Traditional ecological knowledge is also experimental and is always experiential. However, the experiments that peasant farmers conduct are experiments in situ (they take place in their natural context), not in vitro (in an artificial context) as in most standardized scientific experiments. The latter approach, purposefully and systematically controls the environment to identify the cause of the single effect under investigation. The former remains by necessity more open-ended and evolves through trial and error, often involving several simultaneous effects.



By comparing Western scientific knowledge with local, experiential knowledge, students can realize that the requirements of these types of knowledge tend to be very different. Science was born and has evolved mainly from the interest of finding universals – that is, the ability to make generalizations about phenomena. So scientific research looks for regularities and uniformities of phenomena that can be replicated under controlled conditions, and such findings have been among the greatest contributions of Western Science. Traditional knowledge, on the other hand, tends to be site specific and grounded in place; it seeks singularities and does not claim validity beyond the place where it evolved in local ecosystems. Thus, both systems of knowledge illuminate different aspects of reality and have their own demands, merits and weaknesses, depending on the aspect of reality they intend to illuminate. What is particularly interesting though, is that science, since Einstein’s Relativity and quantum physics, is documenting perceived differences. The goal of replication through experimentation is to verify shared perceptions of reality.

===============

Set tasks:
a: Translate this sentence from the passage on traditional ecological knowledge into Spanish: "The goal of replication through experimentation is to verify shared perceptions of reality."
b: According to the passage on traditional ecological knowledge, which three things does each of the two systems of knowledge have of its own?

[Entries from a pointing dataset]

===============

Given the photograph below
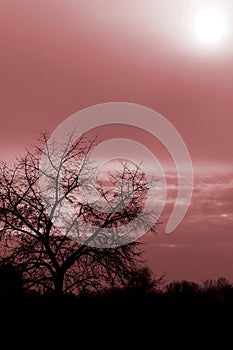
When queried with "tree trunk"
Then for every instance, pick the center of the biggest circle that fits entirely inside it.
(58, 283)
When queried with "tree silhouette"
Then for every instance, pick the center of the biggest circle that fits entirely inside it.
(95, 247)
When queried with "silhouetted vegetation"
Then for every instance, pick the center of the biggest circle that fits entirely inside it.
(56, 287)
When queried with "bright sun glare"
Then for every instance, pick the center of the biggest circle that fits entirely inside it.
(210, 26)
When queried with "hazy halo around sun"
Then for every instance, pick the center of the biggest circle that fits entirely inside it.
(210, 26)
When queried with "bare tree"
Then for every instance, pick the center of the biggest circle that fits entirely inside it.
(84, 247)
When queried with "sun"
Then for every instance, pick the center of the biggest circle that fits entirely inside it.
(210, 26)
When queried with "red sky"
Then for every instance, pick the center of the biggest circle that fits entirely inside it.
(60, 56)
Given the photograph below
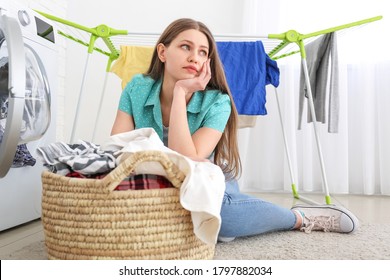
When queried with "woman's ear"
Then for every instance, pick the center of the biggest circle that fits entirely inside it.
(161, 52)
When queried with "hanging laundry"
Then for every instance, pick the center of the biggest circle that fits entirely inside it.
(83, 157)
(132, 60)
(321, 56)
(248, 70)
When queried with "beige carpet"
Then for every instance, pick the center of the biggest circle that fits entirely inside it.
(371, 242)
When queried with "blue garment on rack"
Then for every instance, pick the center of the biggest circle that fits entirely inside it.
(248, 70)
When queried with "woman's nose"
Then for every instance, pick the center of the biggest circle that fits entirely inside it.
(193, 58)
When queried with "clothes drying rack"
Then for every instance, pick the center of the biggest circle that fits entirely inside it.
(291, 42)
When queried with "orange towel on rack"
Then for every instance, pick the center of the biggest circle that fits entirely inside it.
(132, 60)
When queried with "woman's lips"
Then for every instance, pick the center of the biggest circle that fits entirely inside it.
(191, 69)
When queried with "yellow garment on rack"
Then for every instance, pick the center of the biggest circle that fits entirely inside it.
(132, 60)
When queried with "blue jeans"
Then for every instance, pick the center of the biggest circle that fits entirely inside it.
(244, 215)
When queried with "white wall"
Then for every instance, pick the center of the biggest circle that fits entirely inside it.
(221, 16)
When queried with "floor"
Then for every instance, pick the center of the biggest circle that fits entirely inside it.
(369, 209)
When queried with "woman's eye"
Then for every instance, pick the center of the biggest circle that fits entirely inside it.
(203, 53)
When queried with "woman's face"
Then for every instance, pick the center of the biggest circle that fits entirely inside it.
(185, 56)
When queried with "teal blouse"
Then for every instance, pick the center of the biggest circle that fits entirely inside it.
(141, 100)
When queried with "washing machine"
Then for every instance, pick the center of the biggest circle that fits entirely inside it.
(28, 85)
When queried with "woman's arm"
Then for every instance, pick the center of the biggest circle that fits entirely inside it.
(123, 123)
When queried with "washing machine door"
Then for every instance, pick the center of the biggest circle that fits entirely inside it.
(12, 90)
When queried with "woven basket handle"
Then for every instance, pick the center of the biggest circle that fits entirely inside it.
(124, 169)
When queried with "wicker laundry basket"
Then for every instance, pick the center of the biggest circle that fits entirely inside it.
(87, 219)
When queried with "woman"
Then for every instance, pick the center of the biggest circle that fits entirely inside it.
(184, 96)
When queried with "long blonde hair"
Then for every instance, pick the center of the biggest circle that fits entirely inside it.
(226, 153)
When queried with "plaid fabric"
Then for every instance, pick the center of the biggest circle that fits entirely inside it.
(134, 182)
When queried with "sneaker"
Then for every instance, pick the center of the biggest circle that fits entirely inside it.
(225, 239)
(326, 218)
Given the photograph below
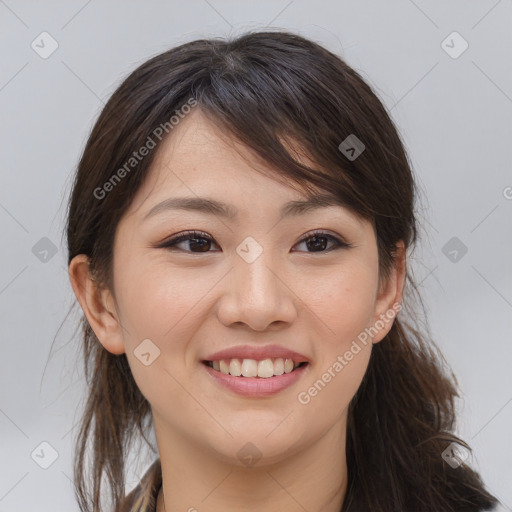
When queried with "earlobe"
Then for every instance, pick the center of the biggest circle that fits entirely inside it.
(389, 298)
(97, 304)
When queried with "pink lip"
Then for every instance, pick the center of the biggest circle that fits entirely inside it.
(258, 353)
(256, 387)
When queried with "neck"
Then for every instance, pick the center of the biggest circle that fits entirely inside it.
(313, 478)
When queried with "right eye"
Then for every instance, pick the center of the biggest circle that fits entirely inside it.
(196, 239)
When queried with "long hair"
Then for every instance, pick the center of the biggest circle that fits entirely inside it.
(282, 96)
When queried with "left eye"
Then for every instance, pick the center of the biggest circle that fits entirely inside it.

===============

Solutions to the problems:
a: El objetivo de la replicación mediante la experimentación es verificar percepciones compartidas de la realidad.

b: Demands, merits and weaknesses.